**Instructions for the task**. Copy out every one of the records below without alteration, leaving out the pictures.

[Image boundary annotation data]

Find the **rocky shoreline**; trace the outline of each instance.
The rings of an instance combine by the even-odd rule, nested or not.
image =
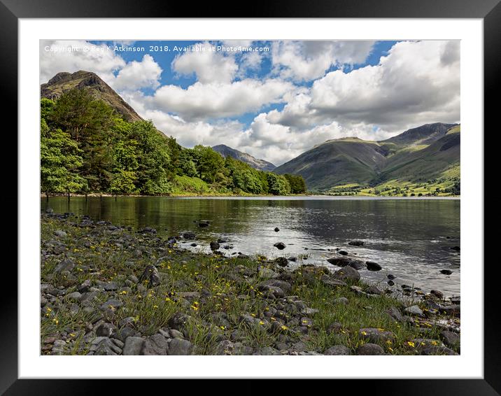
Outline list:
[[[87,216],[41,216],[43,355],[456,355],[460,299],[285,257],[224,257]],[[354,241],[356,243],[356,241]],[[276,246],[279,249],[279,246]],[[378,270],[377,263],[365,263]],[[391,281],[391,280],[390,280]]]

**Output of the task**.
Find the **rocky shoreline**; trace the outline of each instance.
The rings of an instance combine by the even-odd rule, nested or not.
image =
Outline list:
[[[87,216],[41,216],[43,355],[456,355],[460,299],[285,257],[224,257]],[[354,241],[356,243],[356,241]],[[276,246],[279,249],[279,246]],[[378,270],[377,263],[365,263]],[[391,281],[391,280],[390,280]]]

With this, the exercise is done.